Saved entries
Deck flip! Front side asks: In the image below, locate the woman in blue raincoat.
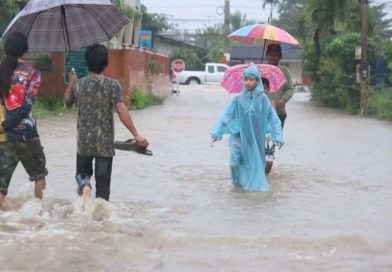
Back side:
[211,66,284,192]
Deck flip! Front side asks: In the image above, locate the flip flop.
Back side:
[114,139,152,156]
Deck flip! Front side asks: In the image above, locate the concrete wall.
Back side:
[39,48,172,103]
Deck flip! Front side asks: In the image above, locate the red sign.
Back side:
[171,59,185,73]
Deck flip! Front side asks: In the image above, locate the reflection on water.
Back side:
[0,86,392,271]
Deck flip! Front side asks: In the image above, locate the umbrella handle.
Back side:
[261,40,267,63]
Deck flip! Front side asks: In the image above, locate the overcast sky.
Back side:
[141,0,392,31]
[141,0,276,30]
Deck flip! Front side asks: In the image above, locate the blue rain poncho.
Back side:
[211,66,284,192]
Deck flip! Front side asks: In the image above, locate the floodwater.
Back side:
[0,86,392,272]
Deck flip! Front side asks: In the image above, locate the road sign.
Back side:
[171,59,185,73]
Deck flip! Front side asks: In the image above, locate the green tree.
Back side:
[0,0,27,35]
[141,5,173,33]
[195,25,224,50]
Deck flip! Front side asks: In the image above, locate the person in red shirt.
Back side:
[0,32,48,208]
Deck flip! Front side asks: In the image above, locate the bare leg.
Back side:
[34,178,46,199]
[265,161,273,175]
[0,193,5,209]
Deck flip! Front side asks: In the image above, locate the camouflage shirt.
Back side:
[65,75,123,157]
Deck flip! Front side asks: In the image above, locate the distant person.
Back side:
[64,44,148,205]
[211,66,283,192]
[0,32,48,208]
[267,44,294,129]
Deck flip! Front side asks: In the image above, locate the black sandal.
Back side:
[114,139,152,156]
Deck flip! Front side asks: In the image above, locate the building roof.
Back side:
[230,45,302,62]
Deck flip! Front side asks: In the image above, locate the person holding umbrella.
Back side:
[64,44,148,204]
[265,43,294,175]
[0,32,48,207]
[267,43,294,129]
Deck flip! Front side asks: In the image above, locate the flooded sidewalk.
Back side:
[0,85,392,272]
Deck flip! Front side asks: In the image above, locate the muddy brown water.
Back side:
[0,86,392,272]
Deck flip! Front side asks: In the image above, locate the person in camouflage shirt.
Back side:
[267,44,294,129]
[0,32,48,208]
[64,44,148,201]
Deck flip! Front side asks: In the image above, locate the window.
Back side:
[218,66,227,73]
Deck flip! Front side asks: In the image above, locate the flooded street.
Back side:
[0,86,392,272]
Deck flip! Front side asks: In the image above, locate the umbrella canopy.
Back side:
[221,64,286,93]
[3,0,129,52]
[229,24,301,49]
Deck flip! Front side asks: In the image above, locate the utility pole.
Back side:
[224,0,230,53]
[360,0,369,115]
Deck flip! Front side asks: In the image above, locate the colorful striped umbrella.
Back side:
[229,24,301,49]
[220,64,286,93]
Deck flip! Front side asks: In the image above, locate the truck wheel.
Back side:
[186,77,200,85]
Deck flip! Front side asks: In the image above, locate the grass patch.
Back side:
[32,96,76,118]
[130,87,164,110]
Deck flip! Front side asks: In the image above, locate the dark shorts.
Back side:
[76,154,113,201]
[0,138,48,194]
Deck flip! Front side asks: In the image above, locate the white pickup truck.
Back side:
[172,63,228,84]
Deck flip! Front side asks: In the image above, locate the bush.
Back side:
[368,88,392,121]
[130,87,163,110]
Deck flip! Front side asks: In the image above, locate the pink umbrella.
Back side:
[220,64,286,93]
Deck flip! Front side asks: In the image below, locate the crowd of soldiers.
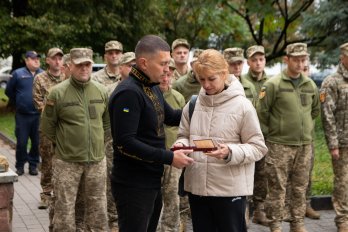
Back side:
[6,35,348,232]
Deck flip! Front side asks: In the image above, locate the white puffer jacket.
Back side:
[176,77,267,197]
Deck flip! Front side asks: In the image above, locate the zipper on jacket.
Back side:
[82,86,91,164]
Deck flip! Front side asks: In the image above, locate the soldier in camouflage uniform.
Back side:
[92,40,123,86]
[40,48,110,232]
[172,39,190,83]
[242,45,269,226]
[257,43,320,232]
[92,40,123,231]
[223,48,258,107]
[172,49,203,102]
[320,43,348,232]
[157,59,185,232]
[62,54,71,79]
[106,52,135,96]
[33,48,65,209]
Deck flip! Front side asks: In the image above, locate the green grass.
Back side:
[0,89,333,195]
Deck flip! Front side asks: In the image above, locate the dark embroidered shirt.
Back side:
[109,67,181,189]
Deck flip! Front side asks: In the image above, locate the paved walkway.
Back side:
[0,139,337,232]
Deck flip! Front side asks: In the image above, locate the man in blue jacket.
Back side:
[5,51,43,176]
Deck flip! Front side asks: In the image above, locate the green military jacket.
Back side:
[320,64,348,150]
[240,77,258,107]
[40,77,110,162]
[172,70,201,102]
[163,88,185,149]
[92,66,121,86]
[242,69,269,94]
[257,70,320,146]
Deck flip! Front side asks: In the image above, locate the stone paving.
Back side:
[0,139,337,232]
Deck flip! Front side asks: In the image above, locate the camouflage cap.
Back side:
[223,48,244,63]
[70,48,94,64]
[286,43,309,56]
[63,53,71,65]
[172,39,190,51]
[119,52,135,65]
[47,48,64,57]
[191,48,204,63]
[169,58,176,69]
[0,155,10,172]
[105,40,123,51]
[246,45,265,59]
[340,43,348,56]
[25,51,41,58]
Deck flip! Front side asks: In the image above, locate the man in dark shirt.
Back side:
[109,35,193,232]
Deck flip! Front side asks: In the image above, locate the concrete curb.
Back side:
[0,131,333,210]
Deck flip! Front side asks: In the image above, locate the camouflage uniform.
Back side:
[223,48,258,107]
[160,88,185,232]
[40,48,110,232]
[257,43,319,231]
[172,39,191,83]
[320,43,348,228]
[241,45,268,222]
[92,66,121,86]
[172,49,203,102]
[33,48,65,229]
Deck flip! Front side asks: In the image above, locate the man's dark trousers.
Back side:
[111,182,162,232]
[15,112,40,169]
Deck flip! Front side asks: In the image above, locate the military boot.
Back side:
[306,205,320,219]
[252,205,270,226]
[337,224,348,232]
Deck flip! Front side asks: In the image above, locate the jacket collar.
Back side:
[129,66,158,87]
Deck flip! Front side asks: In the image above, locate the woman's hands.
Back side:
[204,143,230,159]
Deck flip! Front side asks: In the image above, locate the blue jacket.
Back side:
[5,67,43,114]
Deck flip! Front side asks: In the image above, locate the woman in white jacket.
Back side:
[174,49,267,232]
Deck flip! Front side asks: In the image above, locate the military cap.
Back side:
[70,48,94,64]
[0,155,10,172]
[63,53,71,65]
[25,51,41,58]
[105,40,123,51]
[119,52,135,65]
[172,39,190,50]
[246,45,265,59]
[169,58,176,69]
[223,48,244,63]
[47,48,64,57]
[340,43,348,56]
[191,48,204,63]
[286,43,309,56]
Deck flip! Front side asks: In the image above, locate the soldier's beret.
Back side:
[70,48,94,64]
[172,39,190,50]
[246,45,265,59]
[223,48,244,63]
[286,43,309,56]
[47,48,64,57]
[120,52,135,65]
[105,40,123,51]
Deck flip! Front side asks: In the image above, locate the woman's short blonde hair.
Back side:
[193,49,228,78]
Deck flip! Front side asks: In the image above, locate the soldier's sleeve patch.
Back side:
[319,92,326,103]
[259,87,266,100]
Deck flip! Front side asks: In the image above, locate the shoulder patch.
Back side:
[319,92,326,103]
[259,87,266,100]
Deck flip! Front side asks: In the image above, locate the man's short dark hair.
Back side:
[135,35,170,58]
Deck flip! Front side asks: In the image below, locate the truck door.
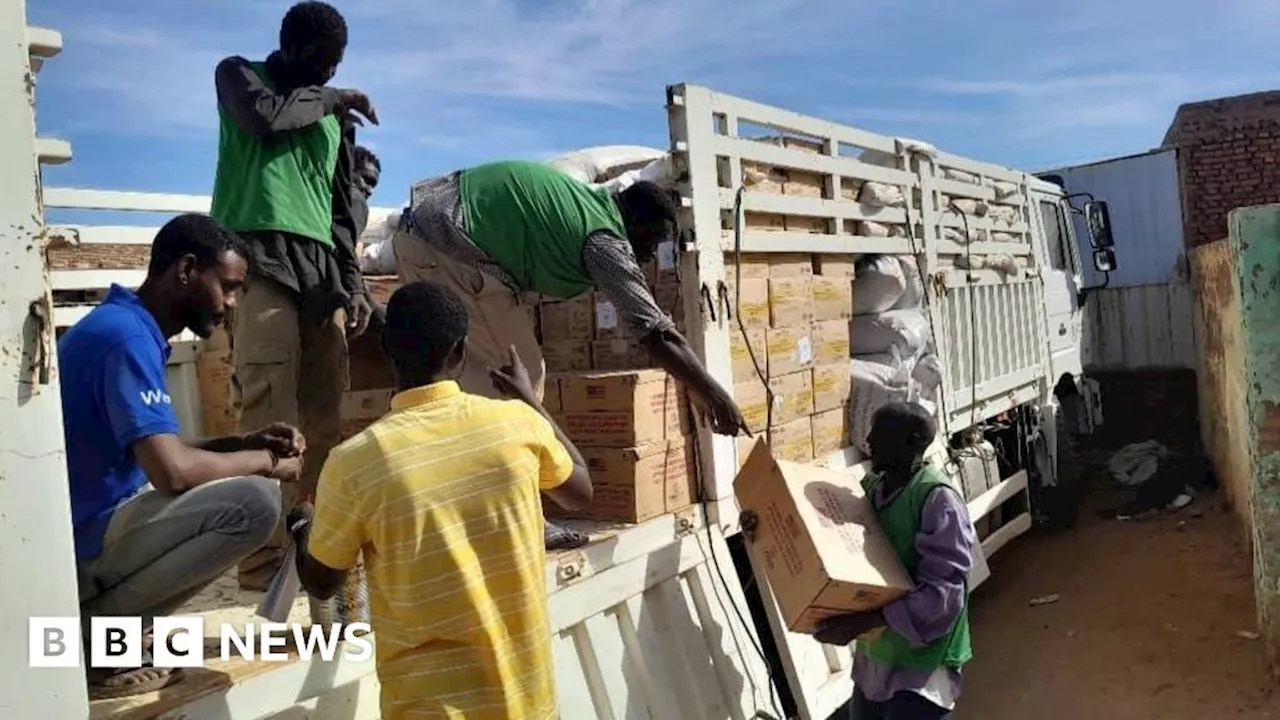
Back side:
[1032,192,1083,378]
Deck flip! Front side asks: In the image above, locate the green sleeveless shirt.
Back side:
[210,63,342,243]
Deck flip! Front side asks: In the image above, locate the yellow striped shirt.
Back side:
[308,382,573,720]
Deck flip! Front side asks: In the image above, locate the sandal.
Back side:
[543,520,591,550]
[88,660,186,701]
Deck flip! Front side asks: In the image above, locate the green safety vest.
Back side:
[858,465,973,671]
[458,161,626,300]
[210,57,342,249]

---

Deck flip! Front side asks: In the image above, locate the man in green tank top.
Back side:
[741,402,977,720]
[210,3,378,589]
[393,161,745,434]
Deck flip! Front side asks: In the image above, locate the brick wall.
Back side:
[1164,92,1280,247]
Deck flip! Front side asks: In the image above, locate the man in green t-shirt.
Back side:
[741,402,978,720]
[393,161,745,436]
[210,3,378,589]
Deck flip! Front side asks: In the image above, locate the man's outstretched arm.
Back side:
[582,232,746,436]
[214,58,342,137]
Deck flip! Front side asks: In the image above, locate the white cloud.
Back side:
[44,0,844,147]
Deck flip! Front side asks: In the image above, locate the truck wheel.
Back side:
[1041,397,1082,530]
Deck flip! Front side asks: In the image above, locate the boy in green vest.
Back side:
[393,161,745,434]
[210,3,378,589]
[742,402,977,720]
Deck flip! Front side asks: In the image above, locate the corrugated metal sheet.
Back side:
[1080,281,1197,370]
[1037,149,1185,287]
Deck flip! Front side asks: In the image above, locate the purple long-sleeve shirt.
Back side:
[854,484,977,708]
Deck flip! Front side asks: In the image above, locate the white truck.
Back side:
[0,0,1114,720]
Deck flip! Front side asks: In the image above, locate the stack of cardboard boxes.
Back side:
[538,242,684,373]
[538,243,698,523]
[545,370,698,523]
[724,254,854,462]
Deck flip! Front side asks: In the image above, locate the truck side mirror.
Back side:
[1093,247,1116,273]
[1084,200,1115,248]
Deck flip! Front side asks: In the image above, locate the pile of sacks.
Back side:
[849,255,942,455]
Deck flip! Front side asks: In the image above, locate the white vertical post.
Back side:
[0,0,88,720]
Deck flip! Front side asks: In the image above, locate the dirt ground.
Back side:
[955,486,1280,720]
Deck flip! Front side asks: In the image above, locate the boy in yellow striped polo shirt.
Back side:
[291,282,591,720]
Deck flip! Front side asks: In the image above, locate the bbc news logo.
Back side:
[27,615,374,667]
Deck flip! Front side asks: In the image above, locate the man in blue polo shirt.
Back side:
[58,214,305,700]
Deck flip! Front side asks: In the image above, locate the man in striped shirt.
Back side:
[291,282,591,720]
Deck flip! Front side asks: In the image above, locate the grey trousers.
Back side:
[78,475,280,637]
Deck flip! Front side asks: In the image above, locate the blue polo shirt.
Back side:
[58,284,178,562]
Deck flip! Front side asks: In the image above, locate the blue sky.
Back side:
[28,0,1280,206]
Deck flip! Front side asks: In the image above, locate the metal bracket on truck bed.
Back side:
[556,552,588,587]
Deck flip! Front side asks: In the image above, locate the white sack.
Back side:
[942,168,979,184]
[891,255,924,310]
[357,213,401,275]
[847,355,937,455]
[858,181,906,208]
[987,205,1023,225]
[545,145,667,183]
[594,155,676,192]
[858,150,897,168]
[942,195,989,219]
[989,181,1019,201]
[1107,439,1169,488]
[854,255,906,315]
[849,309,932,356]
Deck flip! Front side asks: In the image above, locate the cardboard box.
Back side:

▸ What is required
Pick out each line in the material that contains the word "wall", paying attention to case, and copy those lines.

▸ Problem solution
Deck flip! Front side asks: In the image above, locate the concrete wall.
Deck flip! Front side asks: In the image above, locate the brick wall.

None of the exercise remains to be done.